→ **AUFGABE**
Prüfe, ob diese Aussagen mit dem Text zum Tesla-Gelände übereinstimmen: 1. Die Fläche wurde im Dezember 2019 begangen. 2. Die gesamte Fläche wurde begangen. 3. Die Fläche besteht überwiegend aus Ackerland. Antworte jeweils mit Ja oder Nein und belege es mit den entscheidenden Worten des Textes als wörtlichem Zitat.

→ **VORGEGEBENER TEXT**
+ + + + + + +

Kein Wunder, dass zu vielen Pflanzen und Tieren auf dem potentiellen Tesla-Gelände keine detaillierten Angaben gemacht werden können. „Es wurden Habitate mit hoher und mittlerer Eignung als Lebensraum für Zauneidechsen eruiert.“ Na toll, kann ich da nur sagen. Dafür hätte es keiner „Begehung“ bedurft, aber viel wichtiger wäre, wo Eidechsen auch gesichtet wurden. Doch dazu eignen sich natürlich nur die wärmeren Jahreszeiten. Soll dies wirklich eine wissenschaftlich fundierte Berichterstattung sein? Nein! Und dies dürfte selbstredend im Sinne des Landes Brandenburg und von Tesla sein, denn noch in 2020 soll gebaut und 2021 Elektroautos produziert werden.
Keine solide Datenbasis
Abstrus bis lächerlich ist der Satz im UVP-Bericht: „Es wird vermutet, dass der Vorhabenstandort Vögeln als Brutgebiet dient.“ Dieses ist bei einer Fläche von 300 Hektar – überwiegend Waldfläche – nun wirklich eine Binsenweisheit! Und im angehängten „Artenschutzrechtlichen Fachbeitrag“ von „Arcadis – Design & Consultancy for natural and built assets“ kann man lesen: „Die zu rodende Fläche wurde 02.12.2019 bis 10.12.2019 im Bereich der zu rodenden Flächen Phase I und Phase IB und in den übrigen Bereichen größtenteils (ca. 80% der Fläche) begangen, um abzuschätzen, welche artenschutzrechtlich relevanten Arten dort in welchen Populationsgrößen siedeln.“ Das ist wirklich ein Schlag in die Magengrube jedes Naturschützers: Zugvögel sind weg, Fledermäuse im Winterquartier, Eidechsen schlummern im Versteck. Dann wäre es doch ehrlicher, zu sagen, man will die Ansiedlung mit der Brechstange durchsetzen, aber dieses scheinheilige Geschreibe in einem UVP-Bericht macht wirklich überhaupt keinen Sinn. Selbst den ‚Arcadis‘-Mitarbeitern ist dies aufgefallen: „Da es sich aus jahreszeitlichen Gründen nur um eine Einschätzung handelte, war im Zweifelsfall das ‚worst-case-Szenario‘ heranzuziehen.“ Eine echte Bestimmung der Tiere und Pflanzen war so nicht möglich. Damit sind aber auch Abfangaktionen – z. B. bei Eidechsen – ohne echte Grundlage, da man ja nicht genau weiß, wo welche Tiere zu erwarten sind.

+ + + + + + +

Datenzeilen zum Zeigen auf Objekte
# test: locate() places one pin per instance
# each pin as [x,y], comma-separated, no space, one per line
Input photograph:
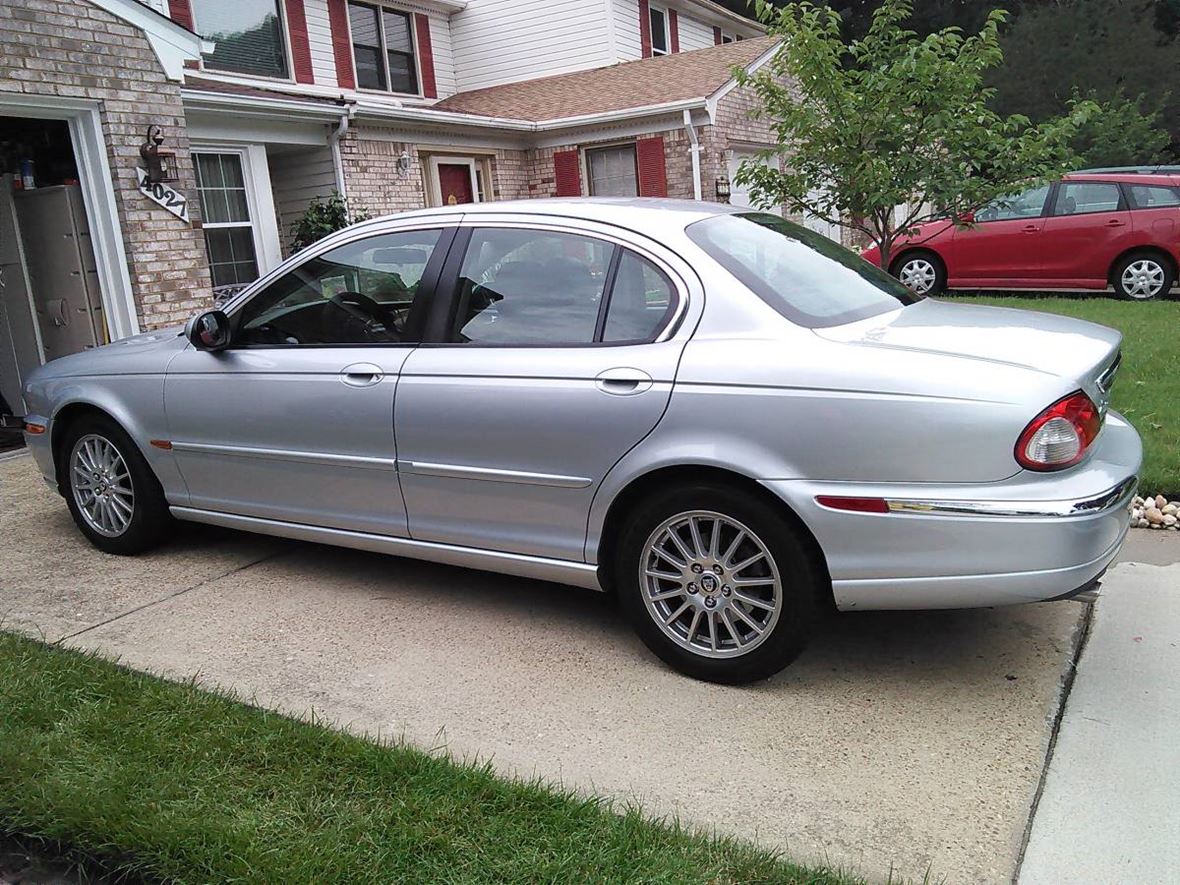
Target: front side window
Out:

+ + + + + + +

→ **LÖSUNG**
1. Ja: „02.12.2019 bis 10.12.2019“
2. Nein: „größtenteils (ca. 80% der Fläche) begangen“
3. Nein: „überwiegend Waldfläche“